Records to process:
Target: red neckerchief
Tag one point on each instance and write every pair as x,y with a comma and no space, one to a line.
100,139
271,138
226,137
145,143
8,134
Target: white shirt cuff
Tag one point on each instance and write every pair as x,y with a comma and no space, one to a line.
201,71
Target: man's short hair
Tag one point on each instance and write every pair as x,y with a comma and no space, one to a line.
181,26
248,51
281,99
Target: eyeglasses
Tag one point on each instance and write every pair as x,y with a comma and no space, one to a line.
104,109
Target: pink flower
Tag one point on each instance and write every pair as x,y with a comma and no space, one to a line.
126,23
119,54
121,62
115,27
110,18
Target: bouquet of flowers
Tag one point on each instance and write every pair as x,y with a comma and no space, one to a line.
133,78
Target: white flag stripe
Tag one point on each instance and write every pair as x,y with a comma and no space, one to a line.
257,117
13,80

---

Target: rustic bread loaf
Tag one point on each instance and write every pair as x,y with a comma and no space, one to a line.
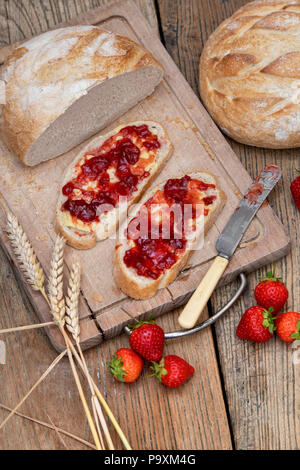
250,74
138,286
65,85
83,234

To do:
From the entries above, show each line that includes the string "Target".

Worked solution:
Target: red neckerchief
Target: white shirt cuff
Target: man's short hair
Target: eyeglasses
Target: pink flower
Target: bouquet of flowers
Target: white flag stripe
Target: rustic bread loaf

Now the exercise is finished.